● **DIRECTIONS**
Copy out the lines from the one containing "Point to the jagged" through the last line of the items, requests included. Multiply each coordinate in the answers by 1.9, rounding to whole numbers with halves going up.

● **Raw items**
____________

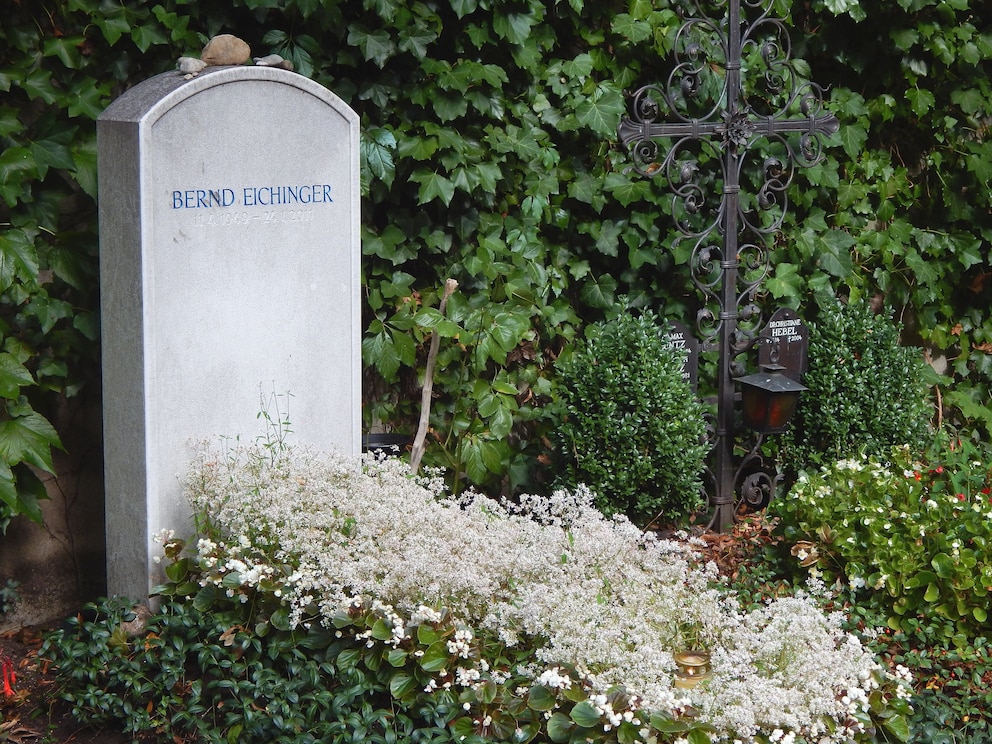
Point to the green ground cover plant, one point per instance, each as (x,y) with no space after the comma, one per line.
(561,627)
(490,156)
(903,539)
(630,427)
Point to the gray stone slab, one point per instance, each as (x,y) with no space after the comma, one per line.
(230,270)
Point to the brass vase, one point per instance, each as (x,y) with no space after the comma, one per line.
(694,667)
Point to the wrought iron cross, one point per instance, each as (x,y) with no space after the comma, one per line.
(709,114)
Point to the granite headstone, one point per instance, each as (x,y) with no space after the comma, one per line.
(229,268)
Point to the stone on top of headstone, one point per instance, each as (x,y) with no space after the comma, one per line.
(225,49)
(229,261)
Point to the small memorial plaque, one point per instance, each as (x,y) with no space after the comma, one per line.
(680,338)
(785,341)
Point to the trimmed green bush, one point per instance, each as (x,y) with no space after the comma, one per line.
(866,394)
(631,427)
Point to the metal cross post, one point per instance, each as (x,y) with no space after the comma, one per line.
(714,118)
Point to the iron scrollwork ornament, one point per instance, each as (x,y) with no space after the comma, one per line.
(728,145)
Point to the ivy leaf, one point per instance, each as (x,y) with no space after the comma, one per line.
(84,161)
(514,27)
(112,27)
(15,164)
(852,139)
(633,30)
(599,293)
(21,493)
(920,100)
(13,376)
(28,438)
(18,258)
(377,157)
(786,281)
(416,40)
(625,189)
(148,35)
(601,112)
(463,7)
(833,252)
(585,714)
(66,48)
(54,152)
(433,186)
(376,46)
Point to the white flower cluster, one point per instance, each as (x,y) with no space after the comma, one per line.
(606,598)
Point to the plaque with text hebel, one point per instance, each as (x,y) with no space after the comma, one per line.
(785,341)
(230,273)
(680,338)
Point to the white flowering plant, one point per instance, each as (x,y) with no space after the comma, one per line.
(915,527)
(531,621)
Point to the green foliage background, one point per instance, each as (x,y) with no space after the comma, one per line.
(490,156)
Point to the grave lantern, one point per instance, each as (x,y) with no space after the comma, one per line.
(769,399)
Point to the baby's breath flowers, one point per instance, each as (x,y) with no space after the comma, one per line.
(588,603)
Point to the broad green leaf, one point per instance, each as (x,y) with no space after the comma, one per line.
(416,41)
(66,48)
(601,112)
(113,27)
(943,565)
(541,698)
(560,728)
(376,46)
(627,190)
(29,439)
(599,292)
(834,252)
(148,35)
(402,684)
(585,714)
(433,186)
(921,100)
(633,30)
(54,152)
(436,657)
(514,27)
(898,726)
(16,163)
(785,282)
(13,376)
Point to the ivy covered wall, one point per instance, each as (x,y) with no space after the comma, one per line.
(490,157)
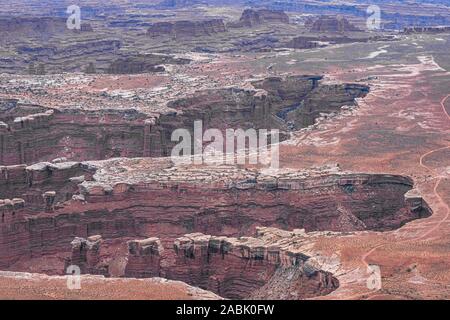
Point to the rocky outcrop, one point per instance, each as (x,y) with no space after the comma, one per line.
(239,268)
(273,103)
(140,197)
(422,29)
(331,24)
(251,17)
(86,255)
(143,64)
(144,258)
(36,26)
(186,29)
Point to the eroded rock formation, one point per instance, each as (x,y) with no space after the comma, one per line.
(238,268)
(186,29)
(142,197)
(331,24)
(143,64)
(29,134)
(251,17)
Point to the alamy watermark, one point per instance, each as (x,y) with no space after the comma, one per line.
(74,277)
(234,146)
(73,22)
(373,22)
(374,280)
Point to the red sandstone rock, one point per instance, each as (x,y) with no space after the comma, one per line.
(251,18)
(186,29)
(331,24)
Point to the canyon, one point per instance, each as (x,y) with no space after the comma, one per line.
(88,182)
(30,134)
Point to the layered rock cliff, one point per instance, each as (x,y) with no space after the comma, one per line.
(251,17)
(186,29)
(238,268)
(32,134)
(143,197)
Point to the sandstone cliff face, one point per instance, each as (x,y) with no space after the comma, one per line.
(331,24)
(186,29)
(131,201)
(276,103)
(143,64)
(251,18)
(36,27)
(237,268)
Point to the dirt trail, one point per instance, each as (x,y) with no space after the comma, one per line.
(441,202)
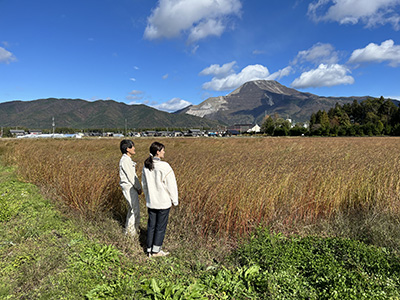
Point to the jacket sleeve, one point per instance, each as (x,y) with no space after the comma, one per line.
(129,169)
(144,182)
(172,187)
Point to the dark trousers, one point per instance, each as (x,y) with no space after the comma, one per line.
(156,227)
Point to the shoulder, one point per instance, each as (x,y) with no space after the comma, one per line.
(163,165)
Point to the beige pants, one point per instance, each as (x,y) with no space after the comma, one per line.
(133,216)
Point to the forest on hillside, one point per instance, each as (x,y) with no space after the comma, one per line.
(371,117)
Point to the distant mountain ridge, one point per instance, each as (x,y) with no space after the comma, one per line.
(78,113)
(253,100)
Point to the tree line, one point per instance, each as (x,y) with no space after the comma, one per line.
(371,117)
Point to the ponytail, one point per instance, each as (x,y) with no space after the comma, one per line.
(149,163)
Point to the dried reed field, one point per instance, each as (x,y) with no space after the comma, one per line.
(227,186)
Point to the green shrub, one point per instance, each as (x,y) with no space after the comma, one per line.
(321,268)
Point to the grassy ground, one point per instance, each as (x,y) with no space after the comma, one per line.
(49,252)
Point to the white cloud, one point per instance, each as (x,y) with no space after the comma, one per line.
(219,71)
(6,56)
(281,73)
(317,54)
(324,75)
(369,12)
(232,81)
(226,79)
(173,105)
(387,51)
(197,18)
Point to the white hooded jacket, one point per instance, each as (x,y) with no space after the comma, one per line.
(159,185)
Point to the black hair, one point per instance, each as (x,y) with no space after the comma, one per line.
(125,144)
(156,146)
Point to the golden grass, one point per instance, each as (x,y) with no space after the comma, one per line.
(227,185)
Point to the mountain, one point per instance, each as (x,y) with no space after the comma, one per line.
(255,99)
(77,113)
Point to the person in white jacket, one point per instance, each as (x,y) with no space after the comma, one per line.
(161,191)
(130,185)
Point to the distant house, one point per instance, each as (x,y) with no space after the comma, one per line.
(150,133)
(231,132)
(35,132)
(17,132)
(195,132)
(162,133)
(177,133)
(254,129)
(212,133)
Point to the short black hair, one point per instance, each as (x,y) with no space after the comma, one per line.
(125,144)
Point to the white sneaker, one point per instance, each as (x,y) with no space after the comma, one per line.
(160,254)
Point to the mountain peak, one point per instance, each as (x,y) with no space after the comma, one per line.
(254,99)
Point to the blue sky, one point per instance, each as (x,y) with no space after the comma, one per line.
(171,53)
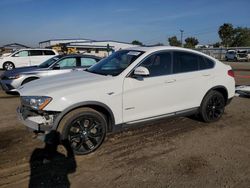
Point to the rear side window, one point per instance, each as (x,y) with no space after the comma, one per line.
(185,62)
(36,52)
(158,64)
(23,53)
(67,62)
(48,52)
(87,62)
(205,63)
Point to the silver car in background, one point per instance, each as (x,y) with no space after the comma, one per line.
(11,80)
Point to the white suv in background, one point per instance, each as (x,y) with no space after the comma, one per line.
(26,57)
(130,86)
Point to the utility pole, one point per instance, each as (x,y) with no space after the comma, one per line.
(181,36)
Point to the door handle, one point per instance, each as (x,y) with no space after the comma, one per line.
(206,75)
(170,81)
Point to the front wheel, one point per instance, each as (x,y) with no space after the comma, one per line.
(212,106)
(84,128)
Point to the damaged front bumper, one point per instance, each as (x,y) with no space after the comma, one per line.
(38,122)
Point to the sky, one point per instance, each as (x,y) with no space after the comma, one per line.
(150,21)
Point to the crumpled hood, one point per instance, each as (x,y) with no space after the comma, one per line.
(56,84)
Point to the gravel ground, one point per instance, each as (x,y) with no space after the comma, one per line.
(179,152)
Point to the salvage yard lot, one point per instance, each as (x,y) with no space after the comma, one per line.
(179,152)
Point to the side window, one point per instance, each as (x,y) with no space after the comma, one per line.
(36,52)
(48,52)
(87,62)
(205,63)
(158,64)
(185,62)
(67,62)
(23,53)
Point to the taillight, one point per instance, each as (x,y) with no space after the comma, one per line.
(230,73)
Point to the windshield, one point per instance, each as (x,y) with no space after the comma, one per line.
(115,63)
(49,62)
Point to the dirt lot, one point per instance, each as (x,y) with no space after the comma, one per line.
(178,152)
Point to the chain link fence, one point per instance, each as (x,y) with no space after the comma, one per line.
(219,53)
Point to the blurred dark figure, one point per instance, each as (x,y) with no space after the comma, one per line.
(48,167)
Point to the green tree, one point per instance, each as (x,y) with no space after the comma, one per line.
(136,42)
(173,41)
(226,33)
(191,42)
(241,37)
(217,45)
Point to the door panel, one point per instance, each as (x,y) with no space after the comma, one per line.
(143,96)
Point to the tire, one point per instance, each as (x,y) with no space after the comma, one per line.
(8,65)
(84,128)
(28,80)
(212,107)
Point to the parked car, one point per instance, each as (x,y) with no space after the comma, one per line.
(26,57)
(12,79)
(130,86)
(237,55)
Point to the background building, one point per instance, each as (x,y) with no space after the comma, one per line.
(9,48)
(99,48)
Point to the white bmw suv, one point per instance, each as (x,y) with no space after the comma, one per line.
(131,86)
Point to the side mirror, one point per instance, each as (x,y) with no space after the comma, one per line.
(141,71)
(56,67)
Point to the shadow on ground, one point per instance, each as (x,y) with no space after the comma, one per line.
(50,168)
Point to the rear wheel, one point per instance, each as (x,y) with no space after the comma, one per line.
(84,128)
(212,106)
(8,66)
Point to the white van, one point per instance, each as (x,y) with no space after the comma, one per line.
(26,57)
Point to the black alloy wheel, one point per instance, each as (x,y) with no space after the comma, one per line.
(212,107)
(85,129)
(85,134)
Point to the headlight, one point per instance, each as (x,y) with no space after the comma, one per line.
(36,102)
(14,77)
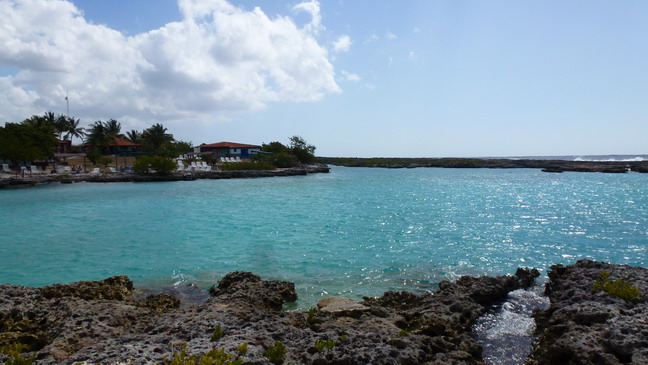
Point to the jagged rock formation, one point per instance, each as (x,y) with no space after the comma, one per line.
(584,326)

____________

● **EXPECTED ANSWER**
Point to the jagged rock formation, one point per instance, each as (x,y) with no space after the comma, one per line.
(1110,619)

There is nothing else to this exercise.